== WHAT IS EXPECTED ==
Please copy out every one of the records below word for word, with each line unchanged.

Start

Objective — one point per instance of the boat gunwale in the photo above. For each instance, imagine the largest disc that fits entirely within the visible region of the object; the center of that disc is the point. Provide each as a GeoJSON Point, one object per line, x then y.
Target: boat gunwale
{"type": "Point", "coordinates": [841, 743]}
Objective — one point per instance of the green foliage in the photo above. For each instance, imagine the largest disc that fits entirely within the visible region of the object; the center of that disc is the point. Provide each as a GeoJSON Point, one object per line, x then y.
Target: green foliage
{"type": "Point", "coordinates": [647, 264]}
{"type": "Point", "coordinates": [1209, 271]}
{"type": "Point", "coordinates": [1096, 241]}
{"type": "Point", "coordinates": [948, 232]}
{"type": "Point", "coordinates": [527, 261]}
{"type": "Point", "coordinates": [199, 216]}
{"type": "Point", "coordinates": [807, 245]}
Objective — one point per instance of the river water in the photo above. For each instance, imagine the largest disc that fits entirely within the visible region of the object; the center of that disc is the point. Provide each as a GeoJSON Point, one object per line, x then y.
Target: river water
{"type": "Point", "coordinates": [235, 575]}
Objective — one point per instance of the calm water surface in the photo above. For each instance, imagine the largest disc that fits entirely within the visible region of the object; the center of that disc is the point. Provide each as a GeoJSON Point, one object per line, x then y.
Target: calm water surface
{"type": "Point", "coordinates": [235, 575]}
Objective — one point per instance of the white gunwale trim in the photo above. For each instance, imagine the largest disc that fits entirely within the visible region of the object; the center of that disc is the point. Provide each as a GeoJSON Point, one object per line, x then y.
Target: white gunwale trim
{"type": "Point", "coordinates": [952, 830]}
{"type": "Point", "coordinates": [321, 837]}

End

== RESPONSE ==
Objective — one point per instance of the boat gunwale in the photo above. For each instance, imagine the largest disc that fits entirely within the visible region of the object; the center of that disc is the point. Provide each as a GeoJSON Point, one object per line, x then y.
Target: boat gunwale
{"type": "Point", "coordinates": [841, 743]}
Objective — one point per instance of the green foliage in the photo above. For each instance, imagine the largest disc that fits entirely within the visible region of the object; the center of that disc is the point. Provide each as a GeoJSON Point, one object per line, x then y.
Target: green foliage
{"type": "Point", "coordinates": [647, 264]}
{"type": "Point", "coordinates": [1209, 271]}
{"type": "Point", "coordinates": [1096, 241]}
{"type": "Point", "coordinates": [948, 232]}
{"type": "Point", "coordinates": [527, 261]}
{"type": "Point", "coordinates": [199, 216]}
{"type": "Point", "coordinates": [807, 245]}
Objective — one point per instance of the river water in the photo above. For each instance, imagine the largest disc that fits entirely within the visible region of the object; the center of that disc is the point. Provide each as a GeoJSON Point, one object per line, x then y.
Target: river water
{"type": "Point", "coordinates": [235, 575]}
Objective — one point per instance of the calm water surface in the photo above. For each instance, imagine the largest disc that fits entirely within the visible region of the object; the center of that disc is the point. Provide each as a GeoJSON Point, one object per line, x then y.
Target: calm water surface
{"type": "Point", "coordinates": [235, 575]}
Objective — one point per instance of the white gunwale trim in the photo above. For each instance, imagine the largest disc that fits entirely within the visible region of the object; the center of that disc is the point. Provide each as a GeoJSON Point, one object per line, x then y.
Target: white gunwale trim
{"type": "Point", "coordinates": [952, 830]}
{"type": "Point", "coordinates": [321, 837]}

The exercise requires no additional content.